Я хотела еще пописать, но позвонила А.А[xxvii]. и просит повести ее гулять. Веду. […]
10/IX-1951
[…] Я тоскую по поводу отъезда моего дорогого шефа Ильи. Уезжал он на вокзал прямо из редакции (характерно!) и, когда вышел, машинистка сказала: «Точно примус погасили!» Это было очень точно и смешно. Но обеда, как известно, без примуса не бывает. Впрочем, теперь газ, но хозяйки многие говорят, что примус лучше. А уж плита наверняка лучше.

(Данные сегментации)
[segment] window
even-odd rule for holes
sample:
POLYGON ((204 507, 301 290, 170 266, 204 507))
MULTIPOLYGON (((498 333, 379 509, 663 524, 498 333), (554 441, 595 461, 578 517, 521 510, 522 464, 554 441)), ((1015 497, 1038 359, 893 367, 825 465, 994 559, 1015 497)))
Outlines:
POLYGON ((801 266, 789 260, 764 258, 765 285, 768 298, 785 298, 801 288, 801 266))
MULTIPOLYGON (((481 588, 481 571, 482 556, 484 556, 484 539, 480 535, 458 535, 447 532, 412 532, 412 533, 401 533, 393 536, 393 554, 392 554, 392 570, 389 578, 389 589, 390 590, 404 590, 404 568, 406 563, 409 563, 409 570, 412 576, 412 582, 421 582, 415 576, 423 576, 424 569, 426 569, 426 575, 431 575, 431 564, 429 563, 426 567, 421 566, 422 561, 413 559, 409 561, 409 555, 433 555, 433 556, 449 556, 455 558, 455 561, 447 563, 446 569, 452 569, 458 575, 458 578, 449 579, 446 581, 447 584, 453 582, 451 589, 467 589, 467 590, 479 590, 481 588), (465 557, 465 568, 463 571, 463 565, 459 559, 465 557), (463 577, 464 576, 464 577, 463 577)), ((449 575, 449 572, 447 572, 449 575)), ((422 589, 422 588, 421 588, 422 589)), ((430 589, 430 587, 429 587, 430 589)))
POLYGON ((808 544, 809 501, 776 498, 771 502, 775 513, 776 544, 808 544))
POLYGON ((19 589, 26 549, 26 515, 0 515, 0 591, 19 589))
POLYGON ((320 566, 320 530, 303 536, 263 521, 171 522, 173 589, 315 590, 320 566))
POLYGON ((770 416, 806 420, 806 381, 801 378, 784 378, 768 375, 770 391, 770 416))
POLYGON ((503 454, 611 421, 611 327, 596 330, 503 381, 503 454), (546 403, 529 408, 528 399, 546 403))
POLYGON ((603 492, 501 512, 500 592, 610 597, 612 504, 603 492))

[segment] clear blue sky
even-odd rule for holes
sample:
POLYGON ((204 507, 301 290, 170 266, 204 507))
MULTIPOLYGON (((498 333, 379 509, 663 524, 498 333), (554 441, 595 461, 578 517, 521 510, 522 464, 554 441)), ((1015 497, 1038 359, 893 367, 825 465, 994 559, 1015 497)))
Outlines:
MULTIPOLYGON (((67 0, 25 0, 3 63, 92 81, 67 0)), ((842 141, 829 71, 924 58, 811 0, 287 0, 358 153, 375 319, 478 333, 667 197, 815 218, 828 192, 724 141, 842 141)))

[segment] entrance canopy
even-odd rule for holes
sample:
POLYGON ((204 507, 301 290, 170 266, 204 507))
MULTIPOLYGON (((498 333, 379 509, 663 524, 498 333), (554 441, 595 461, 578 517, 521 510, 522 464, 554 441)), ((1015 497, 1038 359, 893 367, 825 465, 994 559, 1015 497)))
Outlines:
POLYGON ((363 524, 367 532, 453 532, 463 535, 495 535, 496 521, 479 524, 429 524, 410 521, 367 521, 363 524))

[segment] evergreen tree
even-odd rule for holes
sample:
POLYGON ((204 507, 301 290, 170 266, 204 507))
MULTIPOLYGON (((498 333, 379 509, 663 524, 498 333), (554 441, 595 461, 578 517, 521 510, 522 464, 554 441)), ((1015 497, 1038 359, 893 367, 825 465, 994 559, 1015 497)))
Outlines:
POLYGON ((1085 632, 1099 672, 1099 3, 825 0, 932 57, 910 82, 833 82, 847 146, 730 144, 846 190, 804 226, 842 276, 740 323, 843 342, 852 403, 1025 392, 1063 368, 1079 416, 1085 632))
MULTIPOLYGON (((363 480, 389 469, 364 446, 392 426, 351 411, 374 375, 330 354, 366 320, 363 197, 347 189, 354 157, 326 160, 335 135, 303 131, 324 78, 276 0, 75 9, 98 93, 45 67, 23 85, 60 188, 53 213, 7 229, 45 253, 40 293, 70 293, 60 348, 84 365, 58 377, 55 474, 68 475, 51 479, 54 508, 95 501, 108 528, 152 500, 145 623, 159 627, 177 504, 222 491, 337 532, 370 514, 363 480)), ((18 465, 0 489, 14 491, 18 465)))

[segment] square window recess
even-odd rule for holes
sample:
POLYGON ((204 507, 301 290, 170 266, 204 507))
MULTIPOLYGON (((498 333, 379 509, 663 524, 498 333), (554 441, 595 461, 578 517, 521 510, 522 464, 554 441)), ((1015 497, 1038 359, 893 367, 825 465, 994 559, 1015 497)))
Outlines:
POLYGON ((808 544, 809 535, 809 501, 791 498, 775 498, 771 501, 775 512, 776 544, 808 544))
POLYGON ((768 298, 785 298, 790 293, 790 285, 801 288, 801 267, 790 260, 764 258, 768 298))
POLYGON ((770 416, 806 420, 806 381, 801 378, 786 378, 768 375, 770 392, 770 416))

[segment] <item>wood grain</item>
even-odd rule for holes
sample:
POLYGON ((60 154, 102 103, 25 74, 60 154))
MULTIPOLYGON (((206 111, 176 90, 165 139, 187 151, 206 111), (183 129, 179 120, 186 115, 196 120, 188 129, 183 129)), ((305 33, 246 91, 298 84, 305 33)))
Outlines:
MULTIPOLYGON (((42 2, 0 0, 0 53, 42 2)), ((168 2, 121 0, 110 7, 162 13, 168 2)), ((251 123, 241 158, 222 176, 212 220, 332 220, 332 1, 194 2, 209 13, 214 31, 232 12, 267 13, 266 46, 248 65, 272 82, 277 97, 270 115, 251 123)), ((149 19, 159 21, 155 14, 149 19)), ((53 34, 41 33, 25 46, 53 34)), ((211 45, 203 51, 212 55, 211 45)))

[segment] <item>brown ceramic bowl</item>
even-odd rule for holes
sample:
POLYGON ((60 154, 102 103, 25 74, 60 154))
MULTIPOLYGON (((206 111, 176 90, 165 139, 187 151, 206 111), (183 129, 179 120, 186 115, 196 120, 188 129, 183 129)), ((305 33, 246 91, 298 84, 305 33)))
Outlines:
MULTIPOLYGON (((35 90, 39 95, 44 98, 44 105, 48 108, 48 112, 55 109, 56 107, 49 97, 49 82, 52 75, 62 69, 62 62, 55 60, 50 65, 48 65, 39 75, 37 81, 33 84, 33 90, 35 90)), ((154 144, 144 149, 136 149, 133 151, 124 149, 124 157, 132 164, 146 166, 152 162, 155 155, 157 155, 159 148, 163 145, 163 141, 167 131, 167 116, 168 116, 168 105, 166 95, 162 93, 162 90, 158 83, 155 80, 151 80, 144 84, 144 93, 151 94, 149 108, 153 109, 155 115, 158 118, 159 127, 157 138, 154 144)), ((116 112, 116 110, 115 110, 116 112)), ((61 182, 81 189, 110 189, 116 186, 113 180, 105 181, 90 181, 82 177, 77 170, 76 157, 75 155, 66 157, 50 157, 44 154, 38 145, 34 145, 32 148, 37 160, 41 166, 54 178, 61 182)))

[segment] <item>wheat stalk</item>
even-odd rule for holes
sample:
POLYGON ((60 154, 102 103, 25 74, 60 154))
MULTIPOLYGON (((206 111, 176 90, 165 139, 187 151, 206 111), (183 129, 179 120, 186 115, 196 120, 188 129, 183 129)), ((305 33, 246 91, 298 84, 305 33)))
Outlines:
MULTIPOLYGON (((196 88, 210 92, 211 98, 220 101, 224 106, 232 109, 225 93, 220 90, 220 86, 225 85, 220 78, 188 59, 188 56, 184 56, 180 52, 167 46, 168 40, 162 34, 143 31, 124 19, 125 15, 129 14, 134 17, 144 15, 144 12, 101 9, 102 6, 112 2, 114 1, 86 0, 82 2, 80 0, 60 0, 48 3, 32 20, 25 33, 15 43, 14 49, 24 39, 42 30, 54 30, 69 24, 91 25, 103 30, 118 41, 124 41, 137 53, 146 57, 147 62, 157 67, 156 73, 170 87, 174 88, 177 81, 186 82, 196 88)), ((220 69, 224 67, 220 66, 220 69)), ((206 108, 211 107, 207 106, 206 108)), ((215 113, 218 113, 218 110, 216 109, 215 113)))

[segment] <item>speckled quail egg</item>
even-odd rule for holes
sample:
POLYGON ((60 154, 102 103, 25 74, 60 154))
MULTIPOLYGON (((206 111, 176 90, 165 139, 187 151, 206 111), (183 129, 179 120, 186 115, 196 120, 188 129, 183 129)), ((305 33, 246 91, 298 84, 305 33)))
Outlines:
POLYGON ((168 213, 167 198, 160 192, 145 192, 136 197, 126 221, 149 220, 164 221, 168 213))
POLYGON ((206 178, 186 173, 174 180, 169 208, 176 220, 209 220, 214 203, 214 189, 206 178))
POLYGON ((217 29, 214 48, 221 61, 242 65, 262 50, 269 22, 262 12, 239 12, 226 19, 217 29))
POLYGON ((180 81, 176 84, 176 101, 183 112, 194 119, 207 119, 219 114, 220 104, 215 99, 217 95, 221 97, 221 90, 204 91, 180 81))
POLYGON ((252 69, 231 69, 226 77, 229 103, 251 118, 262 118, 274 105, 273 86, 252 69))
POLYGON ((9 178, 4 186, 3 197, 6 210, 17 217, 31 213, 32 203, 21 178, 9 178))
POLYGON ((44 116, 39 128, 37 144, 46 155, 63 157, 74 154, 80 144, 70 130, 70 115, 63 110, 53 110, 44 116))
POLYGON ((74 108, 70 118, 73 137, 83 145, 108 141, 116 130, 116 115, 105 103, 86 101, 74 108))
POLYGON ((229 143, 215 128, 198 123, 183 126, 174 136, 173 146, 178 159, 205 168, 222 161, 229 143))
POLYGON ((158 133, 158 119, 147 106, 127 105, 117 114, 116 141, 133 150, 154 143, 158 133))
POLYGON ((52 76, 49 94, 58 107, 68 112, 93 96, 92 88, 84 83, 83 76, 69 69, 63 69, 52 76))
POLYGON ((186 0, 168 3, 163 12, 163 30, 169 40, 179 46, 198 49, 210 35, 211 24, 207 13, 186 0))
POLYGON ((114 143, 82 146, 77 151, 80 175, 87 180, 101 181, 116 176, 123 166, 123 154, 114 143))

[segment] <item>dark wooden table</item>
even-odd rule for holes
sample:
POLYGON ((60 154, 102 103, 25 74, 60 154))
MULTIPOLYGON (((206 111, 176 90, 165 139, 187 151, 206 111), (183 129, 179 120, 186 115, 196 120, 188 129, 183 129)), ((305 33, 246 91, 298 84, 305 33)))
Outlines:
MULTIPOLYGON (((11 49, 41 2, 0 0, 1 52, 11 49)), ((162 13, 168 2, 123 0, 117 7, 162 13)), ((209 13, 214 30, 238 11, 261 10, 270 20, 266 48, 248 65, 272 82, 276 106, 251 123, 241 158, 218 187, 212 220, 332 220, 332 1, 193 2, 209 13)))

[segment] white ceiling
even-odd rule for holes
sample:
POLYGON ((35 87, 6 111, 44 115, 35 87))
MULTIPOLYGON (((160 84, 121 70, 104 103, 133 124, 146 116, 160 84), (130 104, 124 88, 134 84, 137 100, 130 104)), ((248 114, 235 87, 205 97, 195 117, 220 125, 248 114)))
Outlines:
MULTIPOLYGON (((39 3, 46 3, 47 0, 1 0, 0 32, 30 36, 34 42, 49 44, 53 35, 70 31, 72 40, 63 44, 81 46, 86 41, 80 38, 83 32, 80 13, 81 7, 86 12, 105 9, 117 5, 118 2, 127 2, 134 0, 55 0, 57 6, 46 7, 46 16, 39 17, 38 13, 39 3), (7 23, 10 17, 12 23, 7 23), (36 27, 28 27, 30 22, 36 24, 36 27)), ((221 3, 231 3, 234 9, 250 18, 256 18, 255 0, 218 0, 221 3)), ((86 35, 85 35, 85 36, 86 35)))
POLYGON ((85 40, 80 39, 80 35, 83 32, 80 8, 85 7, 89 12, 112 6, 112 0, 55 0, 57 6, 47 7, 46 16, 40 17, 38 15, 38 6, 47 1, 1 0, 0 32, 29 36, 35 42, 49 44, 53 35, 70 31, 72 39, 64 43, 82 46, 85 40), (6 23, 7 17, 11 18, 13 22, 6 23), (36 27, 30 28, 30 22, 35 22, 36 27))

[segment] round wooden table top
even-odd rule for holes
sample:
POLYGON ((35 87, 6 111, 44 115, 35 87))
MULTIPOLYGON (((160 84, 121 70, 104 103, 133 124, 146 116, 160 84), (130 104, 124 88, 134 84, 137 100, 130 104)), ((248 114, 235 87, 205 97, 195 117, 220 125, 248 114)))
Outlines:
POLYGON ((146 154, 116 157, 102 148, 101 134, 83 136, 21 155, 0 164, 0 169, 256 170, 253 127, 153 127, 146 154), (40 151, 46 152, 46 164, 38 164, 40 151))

◆ Что сделать ◆
1. Перепишите без изменений часть дневниковой записи: начните с места, где стоят слова «Я хотела еще», и остановитесь после слов «плита наверняка лучше.».
2. Изложите короче абзац дневниковой записи, начинающийся словами «Я тоскую по поводу отъезда», сохранив его основные факты.

◆ Ответы ◆
1.
Я хотела еще пописать, но позвонила А.А[xxvii]. и просит повести ее гулять. Веду. […]
10/IX-1951
[…] Я тоскую по поводу отъезда моего дорогого шефа Ильи. Уезжал он на вокзал прямо из редакции (характерно!) и, когда вышел, машинистка сказала: «Точно примус погасили!» Это было очень точно и смешно. Но обеда, как известно, без примуса не бывает. Впрочем, теперь газ, но хозяйки многие говорят, что примус лучше. А уж плита наверняка лучше.

2. Я тоскую из-за отъезда дорогого шефа Ильи. На вокзал он уехал прямо из редакции. Когда он вышел, машинистка сказала: «Точно примус погасили!», и это было очень точно и смешно. Обеда без примуса не бывает. Теперь есть газ, но многие хозяйки говорят, что примус лучше. А плита уж наверняка лучше.